*Quoted text:*
------------------------------------

1

So I got status 503 when I crawl. It's retried, but then it gets ignored. I want it to be marked as an error, not ignored. How to do that?

I prefer to set it in settings.py so it would apply to all of my spiders. handle_httpstatus_list seems will only affect one spider.

Aminah Nuraini
  • 18,120
  • 8
  • 90
  • 108

2 Answers2

1

There are two settings that you should look into:

RETRY_HTTP_CODES:

Default: [500, 502, 503, 504, 408]

Which HTTP response codes to retry. Other errors (DNS lookup issues, connections lost, etc) are always retried.

https://doc.scrapy.org/en/latest/topics/downloader-middleware.html#retry-http-codes

And HTTPERROR_ALLOWED_CODES:

Default: []

Pass all responses with non-200 status codes contained in this list.

https://doc.scrapy.org/en/latest/topics/spider-middleware.html#std:setting-HTTPERROR_ALLOWED_CODES

Granitosaurus
  • 20,530
  • 5
  • 57
  • 82
1

In the end, I overwrite the retry middleware just for a small change. I set so every time the scraper gave up retrying on something, doesn't matter what is the status code, it will be marked as an error.

It seems Scrapy somehow doesn't associate giving up retrying as an error. That's weird for me.

------------------------------------

*Exercises:*
• a. According to the Scrapy thread, what is the default value of RETRY_HTTP_CODES?
• b. Carry on the Scrapy thread from the point where its final sentence ends.
The listing comes from a source unrelated to the Scrapy thread.

------------------------------------

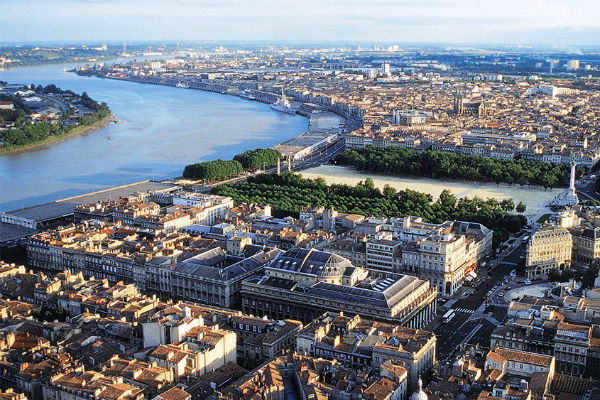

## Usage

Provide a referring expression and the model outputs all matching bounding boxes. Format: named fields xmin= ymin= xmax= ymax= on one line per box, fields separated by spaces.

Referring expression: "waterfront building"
xmin=242 ymin=249 xmax=437 ymax=327
xmin=525 ymin=224 xmax=573 ymax=278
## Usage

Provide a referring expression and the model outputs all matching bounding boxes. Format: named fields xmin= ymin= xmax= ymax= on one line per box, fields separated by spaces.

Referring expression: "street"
xmin=428 ymin=233 xmax=528 ymax=363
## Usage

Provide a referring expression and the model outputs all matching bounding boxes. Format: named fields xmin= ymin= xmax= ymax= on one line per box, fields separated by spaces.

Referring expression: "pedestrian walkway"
xmin=454 ymin=308 xmax=475 ymax=314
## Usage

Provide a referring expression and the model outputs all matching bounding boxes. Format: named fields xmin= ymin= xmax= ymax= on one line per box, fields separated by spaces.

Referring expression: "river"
xmin=0 ymin=64 xmax=308 ymax=211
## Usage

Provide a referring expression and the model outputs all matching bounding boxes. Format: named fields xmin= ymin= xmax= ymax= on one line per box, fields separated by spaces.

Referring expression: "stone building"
xmin=525 ymin=225 xmax=573 ymax=278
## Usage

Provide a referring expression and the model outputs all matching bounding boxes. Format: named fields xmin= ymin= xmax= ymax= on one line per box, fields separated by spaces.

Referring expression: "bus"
xmin=442 ymin=310 xmax=455 ymax=324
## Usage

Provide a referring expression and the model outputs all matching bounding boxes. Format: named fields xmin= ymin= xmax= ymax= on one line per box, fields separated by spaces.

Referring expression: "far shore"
xmin=0 ymin=113 xmax=115 ymax=157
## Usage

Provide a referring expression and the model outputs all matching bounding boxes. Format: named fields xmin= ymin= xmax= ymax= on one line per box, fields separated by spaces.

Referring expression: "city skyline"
xmin=0 ymin=0 xmax=600 ymax=46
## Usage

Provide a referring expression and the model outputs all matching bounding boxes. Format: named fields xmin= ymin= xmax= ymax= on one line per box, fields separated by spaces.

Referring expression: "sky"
xmin=0 ymin=0 xmax=600 ymax=46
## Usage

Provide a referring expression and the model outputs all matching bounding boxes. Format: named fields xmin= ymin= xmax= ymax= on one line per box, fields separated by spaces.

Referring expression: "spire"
xmin=569 ymin=161 xmax=577 ymax=193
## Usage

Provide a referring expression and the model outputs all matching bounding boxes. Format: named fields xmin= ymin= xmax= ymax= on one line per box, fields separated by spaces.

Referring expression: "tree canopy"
xmin=183 ymin=159 xmax=243 ymax=181
xmin=233 ymin=149 xmax=281 ymax=169
xmin=212 ymin=172 xmax=527 ymax=239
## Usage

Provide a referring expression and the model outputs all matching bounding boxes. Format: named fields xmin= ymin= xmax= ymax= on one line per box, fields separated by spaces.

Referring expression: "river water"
xmin=0 ymin=64 xmax=308 ymax=211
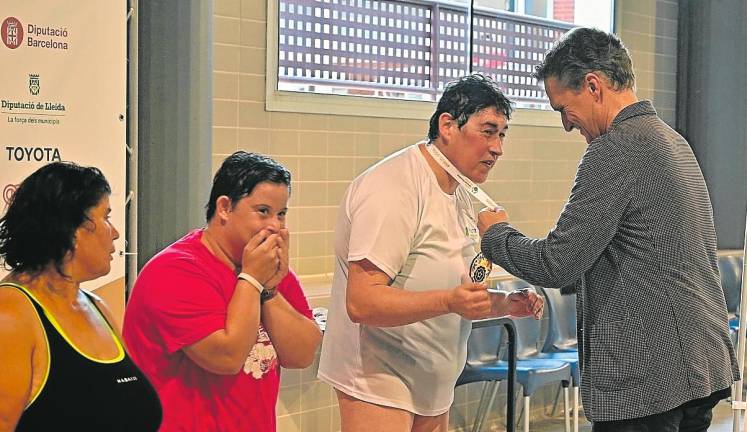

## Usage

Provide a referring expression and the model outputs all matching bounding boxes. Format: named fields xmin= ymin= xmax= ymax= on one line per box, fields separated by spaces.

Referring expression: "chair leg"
xmin=472 ymin=381 xmax=500 ymax=432
xmin=550 ymin=384 xmax=563 ymax=417
xmin=472 ymin=381 xmax=491 ymax=432
xmin=563 ymin=386 xmax=571 ymax=432
xmin=524 ymin=396 xmax=529 ymax=432
xmin=573 ymin=386 xmax=578 ymax=432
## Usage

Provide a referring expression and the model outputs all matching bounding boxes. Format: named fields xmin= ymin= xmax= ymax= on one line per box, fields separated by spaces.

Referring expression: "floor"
xmin=516 ymin=401 xmax=744 ymax=432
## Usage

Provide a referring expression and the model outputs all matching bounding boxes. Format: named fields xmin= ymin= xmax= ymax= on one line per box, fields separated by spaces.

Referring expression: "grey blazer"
xmin=482 ymin=101 xmax=739 ymax=422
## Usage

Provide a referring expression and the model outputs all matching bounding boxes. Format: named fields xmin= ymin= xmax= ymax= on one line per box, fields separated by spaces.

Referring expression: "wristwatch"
xmin=236 ymin=272 xmax=266 ymax=297
xmin=259 ymin=288 xmax=278 ymax=304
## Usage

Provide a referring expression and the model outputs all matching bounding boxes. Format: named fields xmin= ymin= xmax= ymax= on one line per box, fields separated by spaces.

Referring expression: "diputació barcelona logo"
xmin=0 ymin=17 xmax=23 ymax=49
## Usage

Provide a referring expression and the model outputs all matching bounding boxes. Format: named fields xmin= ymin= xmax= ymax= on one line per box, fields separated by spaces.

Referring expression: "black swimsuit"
xmin=3 ymin=284 xmax=162 ymax=432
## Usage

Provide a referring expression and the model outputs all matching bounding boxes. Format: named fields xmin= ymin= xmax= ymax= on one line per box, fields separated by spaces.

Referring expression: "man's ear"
xmin=215 ymin=195 xmax=233 ymax=221
xmin=438 ymin=113 xmax=458 ymax=138
xmin=584 ymin=72 xmax=604 ymax=99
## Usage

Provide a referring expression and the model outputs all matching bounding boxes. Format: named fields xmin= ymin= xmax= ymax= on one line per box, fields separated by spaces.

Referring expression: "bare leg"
xmin=335 ymin=390 xmax=414 ymax=432
xmin=412 ymin=411 xmax=449 ymax=432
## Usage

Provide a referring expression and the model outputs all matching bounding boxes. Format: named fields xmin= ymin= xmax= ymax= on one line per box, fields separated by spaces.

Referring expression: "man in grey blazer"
xmin=479 ymin=28 xmax=739 ymax=432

------------------------------------

*Task answers:*
• a. [500, 502, 503, 504, 408]

• b.
This is the middleware if anyone wants to use it. Don't forget to activate it on the settings.py

from scrapy.downloadermiddlewares.retry import *

class Retry500Middleware(RetryMiddleware):

    def _retry(self, request, reason, spider):
        retries = request.meta.get('retry_times', 0) + 1

        if retries <= self.max_retry_times:
            logger.debug("Retrying %(request)s (failed %(retries)d times): %(reason)s",
                         {'request': request, 'retries': retries, 'reason': reason},
                         extra={'spider': spider})
            retryreq = request.copy()
            retryreq.meta['retry_times'] = retries
            retryreq.dont_filter = True
            retryreq.priority = request.priority + self.priority_adjust
            return retryreq
        else:
            # This is the point where I update it. It used to be `logger.debug` instead of `logger.error`
            logger.error("Gave up retrying %(request)s (failed %(retries)d times): %(reason)s",
                         {'request': request, 'retries': retries, 'reason': reason},
                         extra={'spider': spider})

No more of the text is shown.